TEXT EXTRACT:
══════════

Challenges and opportunities for Tibet in US: Interview with Representative Penpa Tsering

Representative of the Dalai Lama to North America Mr Penpa Tsering with Ms Sarah Sewall, Under Secretary of State for Civilian Security, Democracy, and Human Rights, and the Special Coordinator for Tibet, at the US State Department on 21 October 2016.

Representative of the Dalai Lama to North America Mr Penpa Tsering with Ms Sarah Sewall, Under Secretary of State for Civilian Security, Democracy, and Human Rights, and the Special Coordinator for Tibet, at the US State Department on 21 October 2016. Office of Tibet, Washington DC

By Lobsang Wangyal

MCLEOD GANJ, India, 22 December 2016

Penpa Tsering assumed the post of Representative of the Dalai Lama to North America on 26 August 2016. His priorities are to mobilise US support for the Tibetan cause, and to oversee the issues of the Tibetans in North America.

He worked as the Executive Director at the Tibetan Parliamentary and Research Centre (TPPRC) in New Delhi from 2001-2008. He was elected to the twelfth, thirteenth, and fourteenth Tibetan Parliament-in-exile in Dharamshala, and was twice elected Speaker.

As it happened, Tsering, a Dharamshala insider and an experienced politician, saw his position as a diplomat beginning at a time when Washington DC is awash with political intrigues.

An interview request from Tibet Sun to Penpa Tsering was immediately accepted. Our questions sent by email were answered within a couple of days.

How are you adjusting to the new position and new environment in Washington DC?

It is a huge shift from being a member of the legislature for 20 years to being a member of the executive. Nevertheless, I personally have been more attuned towards the work of an executive. Whatever job I have been elected or assigned to, adjustment has never been a problem. All one has to do is absorb the new situation and take it from there. As a former Speaker, I have travelled quite a bit and am familiar with different situations. However, there are always lots of new things to learn every single day. More importantly, old friends contribute and we have a very dedicated team in the office that makes my job much easier.

══════════

INFORMATION SHOWN:
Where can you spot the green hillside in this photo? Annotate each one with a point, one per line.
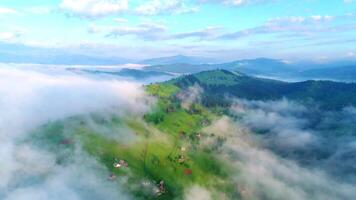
(218, 84)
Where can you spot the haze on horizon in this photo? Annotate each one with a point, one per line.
(221, 29)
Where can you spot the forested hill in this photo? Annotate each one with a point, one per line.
(219, 84)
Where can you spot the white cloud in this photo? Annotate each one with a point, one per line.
(6, 11)
(39, 10)
(30, 98)
(6, 36)
(94, 8)
(146, 30)
(120, 20)
(154, 7)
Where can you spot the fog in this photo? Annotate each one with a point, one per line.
(263, 174)
(30, 98)
(312, 137)
(278, 149)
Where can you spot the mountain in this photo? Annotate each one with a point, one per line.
(259, 66)
(218, 84)
(177, 59)
(132, 73)
(346, 73)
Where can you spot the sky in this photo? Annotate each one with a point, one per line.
(222, 29)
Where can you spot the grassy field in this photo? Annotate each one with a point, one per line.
(164, 145)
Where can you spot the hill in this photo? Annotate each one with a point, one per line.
(217, 84)
(259, 66)
(177, 59)
(345, 73)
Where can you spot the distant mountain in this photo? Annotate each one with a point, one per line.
(346, 73)
(131, 73)
(218, 84)
(177, 59)
(260, 66)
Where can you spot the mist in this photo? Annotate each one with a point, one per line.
(263, 174)
(312, 137)
(31, 98)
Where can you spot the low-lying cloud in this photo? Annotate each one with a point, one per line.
(29, 99)
(311, 137)
(262, 174)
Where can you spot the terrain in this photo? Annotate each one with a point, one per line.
(213, 135)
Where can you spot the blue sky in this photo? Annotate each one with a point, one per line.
(224, 29)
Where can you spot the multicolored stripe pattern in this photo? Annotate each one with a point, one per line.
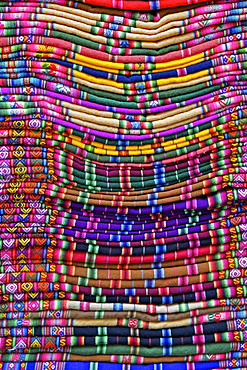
(123, 185)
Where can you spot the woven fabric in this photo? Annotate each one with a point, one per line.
(123, 162)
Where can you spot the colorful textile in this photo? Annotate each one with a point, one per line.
(123, 186)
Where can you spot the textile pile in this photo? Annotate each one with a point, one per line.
(123, 153)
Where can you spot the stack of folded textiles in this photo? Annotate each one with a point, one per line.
(123, 177)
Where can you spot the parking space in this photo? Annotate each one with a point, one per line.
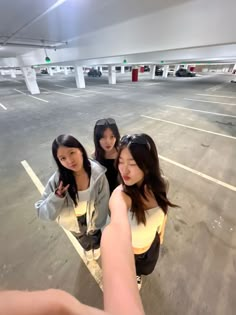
(193, 122)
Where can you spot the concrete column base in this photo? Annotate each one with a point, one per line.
(30, 80)
(79, 77)
(112, 75)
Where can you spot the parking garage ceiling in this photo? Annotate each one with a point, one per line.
(98, 28)
(55, 23)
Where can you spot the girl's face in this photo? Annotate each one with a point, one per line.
(70, 158)
(129, 170)
(108, 140)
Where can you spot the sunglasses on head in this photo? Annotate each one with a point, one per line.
(135, 139)
(103, 122)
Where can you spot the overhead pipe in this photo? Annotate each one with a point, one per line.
(53, 7)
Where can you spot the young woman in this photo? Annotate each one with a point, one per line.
(144, 192)
(106, 140)
(77, 194)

══════════

WORK REQUIRED: Pick up the interview with Representative Penpa Tsering after its last sentence and continue it.

WRITTEN ANSWER:
How many Tibetans are there in the US today, and what challenges do you find in meeting your responsibilities?

There are about 25,000 Tibetans in more than 30 different places in North America. That constitutes about 17% of the 150,000 Tibetans in exile. And it is going to grow in the years to come. We are only 5 people in the office with a huge responsibility to reach out to governments and parliaments, think tanks and experts, Tibetan communities and Buddhist Centres, in both Canada and US.

We have already started working on the challenges. Our effort is to pool our energies together. Working with other entities on political actions, maintaining closer and committed relationships with Tibetan communities and the Buddhist Centres of all denominations for future collaborative work on preserving and promoting our unique Tibetan identity. One main focus is to reach out to the younger generations of Tibetans who were born and brought up in North America.

Donald Trump has surprised all the pollsters and most likely will occupy the White House for the next four years starting on 20 January. He is a businessman, not a Washington DC insider. In the recent bitterly-fought US elections Tibet was not even mentioned once. Considering these facts, how would the Tibetan issue fare during his presidency?

President-elect Donald Trump is an enigma to many, and often times the situation is seen as unpredictable. Tibet was not mentioned, but among the lists of books that he had read he mentioned at least two books on Tibet. Trump’s views on China are hotly debated. My understanding is that he will not kowtow to China, as China would like to see. That includes the matter of Tibet. These are some indications of things to come. We are working with International Campaign for Tibet to reach out to people at various levels in the government and the Hill to make sure that the new administration has the Tibet issue on top of the radar while dealing with China.

I am positive that the new administration will keep the tradition of the President meeting with His Holiness the Dalai Lama, and also implement the provisions of the US Tibet Policy of 2002. Besides, we have strong bipartisan and bicameral support in the congress, mainly because of His Holiness the Dalai Lama and the indomitable spirit of the Tibetans in Tibet.

Trump has said that the US doesn’t have to be bound by the ‘one-China policy’, to the big annoyance of China. This statement was made in the context of the Taiwan issue, not Tibet. Would he adopt a similar stand for Tibet?

Whatever the context, the statement is sweeping. Let us see how things shape up. Lots of policy matters will be shaped by interests and circumstances.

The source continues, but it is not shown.